(Vos consignes): Transcrivez intégralement, sans aucune modification, le texte ci-dessous sur le désaccord entre M. Darmanin et M. Le Maire au sujet des prestations sociales.

Ce désaccord entre deux ministres importants porte sur un sujet majeur : les économies à réaliser dans la dépense publique. « Je pense qu’il ne faut pas toucher aux prestations sociales individualisées », a indiqué M. Darmanin, tout en admettant qu’il y avait « évidemment des économies à faire dans le domaine social ». « On a le droit d’avoir des sensibilités différentes » avec M. Le Maire, a-t-il souligné, avant d’estimer que celui-ci n’avait « pas été maladroit ».

Dimanche, lors du « Grand Rendez-vous » Europe 1-Les Echos-CNews, M. Le Maire avait été interrogé sur une possible diminution des aides sociales. Deux jours plus tôt, Le Monde révélait les pistes explosives de la direction du budget, qui préconise de revoir le niveau de plusieurs prestations. « A partir du moment où nous réussissons à créer des [postes] dans le secteur privé, (…) il peut être légitime de réduire la politique sociale sur l’emploi », avait répondu M. Le Maire. « Expliquer qu’on va réduire la dépense sans rien toucher aux aides sociales, (…) ce ne serait pas juste ni lucide vis-à-vis des Français », a-t-il poursuivi.

(Données présentées):
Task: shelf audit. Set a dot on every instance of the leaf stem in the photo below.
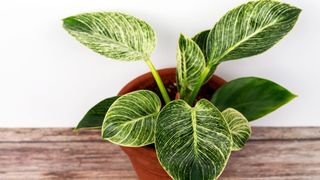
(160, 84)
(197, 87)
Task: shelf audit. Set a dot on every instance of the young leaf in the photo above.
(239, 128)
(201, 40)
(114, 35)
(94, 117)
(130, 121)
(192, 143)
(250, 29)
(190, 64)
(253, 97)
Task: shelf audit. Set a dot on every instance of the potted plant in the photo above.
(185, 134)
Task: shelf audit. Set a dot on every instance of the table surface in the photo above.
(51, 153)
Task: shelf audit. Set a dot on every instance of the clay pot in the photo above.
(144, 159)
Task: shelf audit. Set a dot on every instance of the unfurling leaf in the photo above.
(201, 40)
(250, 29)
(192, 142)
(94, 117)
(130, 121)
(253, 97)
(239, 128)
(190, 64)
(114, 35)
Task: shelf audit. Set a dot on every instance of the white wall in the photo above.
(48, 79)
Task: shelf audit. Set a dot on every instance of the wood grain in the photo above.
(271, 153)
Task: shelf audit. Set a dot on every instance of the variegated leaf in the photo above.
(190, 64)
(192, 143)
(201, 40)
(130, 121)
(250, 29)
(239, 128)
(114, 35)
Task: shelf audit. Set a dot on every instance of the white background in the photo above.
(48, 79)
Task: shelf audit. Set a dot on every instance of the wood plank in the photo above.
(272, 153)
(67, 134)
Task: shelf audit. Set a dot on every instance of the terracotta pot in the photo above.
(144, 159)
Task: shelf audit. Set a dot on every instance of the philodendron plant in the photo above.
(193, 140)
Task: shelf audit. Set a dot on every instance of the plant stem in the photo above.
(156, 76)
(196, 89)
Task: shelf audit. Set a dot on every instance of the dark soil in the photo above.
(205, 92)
---
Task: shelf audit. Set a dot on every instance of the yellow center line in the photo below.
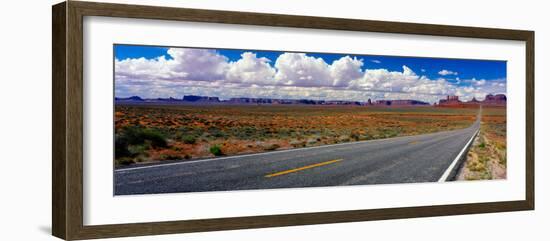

(Résultat attendu):
Ce désaccord entre deux ministres importants porte sur un sujet majeur : les économies à réaliser dans la dépense publique. « Je pense qu’il ne faut pas toucher aux prestations sociales individualisées », a indiqué M. Darmanin, tout en admettant qu’il y avait « évidemment des économies à faire dans le domaine social ». « On a le droit d’avoir des sensibilités différentes » avec M. Le Maire, a-t-il souligné, avant d’estimer que celui-ci n’avait « pas été maladroit ».

Dimanche, lors du « Grand Rendez-vous » Europe 1-Les Echos-CNews, M. Le Maire avait été interrogé sur une possible diminution des aides sociales. Deux jours plus tôt, Le Monde révélait les pistes explosives de la direction du budget, qui préconise de revoir le niveau de plusieurs prestations. « A partir du moment où nous réussissons à créer des [postes] dans le secteur privé, (…) il peut être légitime de réduire la politique sociale sur l’emploi », avait répondu M. Le Maire. « Expliquer qu’on va réduire la dépense sans rien toucher aux aides sociales, (…) ce ne serait pas juste ni lucide vis-à-vis des Français », a-t-il poursuivi.